Data in python takes the form of _objects_. These can be a combination of intrinsic object types, classes and other objects built in python or external objects imported from libraries etc. In general an object will have some value(s) and associated operations. You can use the `type` keyword to examine the type of just about any object.

* [Numbers](#Numbers)
* [Strings](#Strings)
* [Lists](#Lists)
* [Dictionaries](#Dictionaries)
* [Tuples](#Tuples)
* [Sets](#Sets)
* [Files](#Files)
* [Other Types](#Other-Types)


In Python3, everything is an object, and the objects that come as part of the language standard are pretty comprehensive and powerful. For short programs, you can often get away with using only intrinsic types

### Numbers
  
For literals, you can just treat python as a calculator and start feeding it numbers. The usual integer and floating point things are available. For integer arithmetic you don't need to worry about precision, python integers have arbitrary length. The usual type casting rules apply and you have the following operations

 * Ordinary arithmetic: +, -, *, **, / (Use // if you need integer division in Python3)
 * Bitwise operators: >>, &, | etc.
 * Functions: pow, abs, round, int, hex, bin, etc.

The language also includes the `math` and `random` modules in the standard library, but for the most part it's best to use numpy for anything beyond basic arithmetic.

In [1]:
z=complex(1,2)
print(z)
print(z.conjugate())

(1+2j)
(1-2j)


In [2]:
from fractions import Fraction

In [3]:
Fraction(2/4)

Fraction(1, 2)

In [4]:
Fraction(2.25)

Fraction(9, 4)

WRITTEN INSTRUCTION: Summarize the passage on Python objects above in two sentences.

RAW DATA:
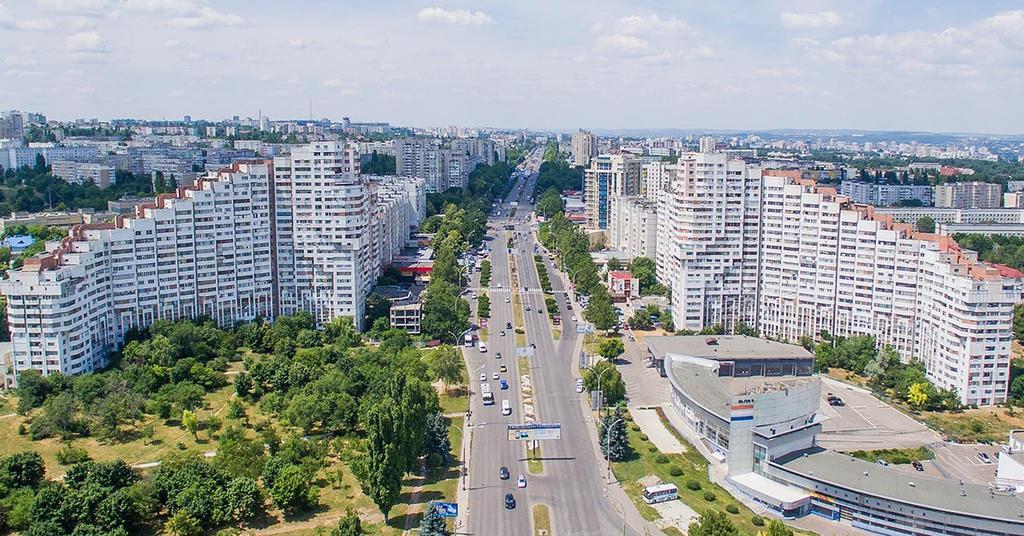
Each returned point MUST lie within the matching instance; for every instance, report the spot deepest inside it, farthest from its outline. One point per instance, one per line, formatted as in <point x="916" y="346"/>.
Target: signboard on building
<point x="537" y="431"/>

SOLUTION TO THE EXERCISE: In Python, data takes the form of objects, which generally have values and associated operations, and the type keyword can be used to examine the type of almost any object. Numbers support ordinary arithmetic, bitwise operators and functions such as pow and abs, integers have arbitrary length, and although the standard library includes the math and random modules, numpy is usually best for anything beyond basic arithmetic.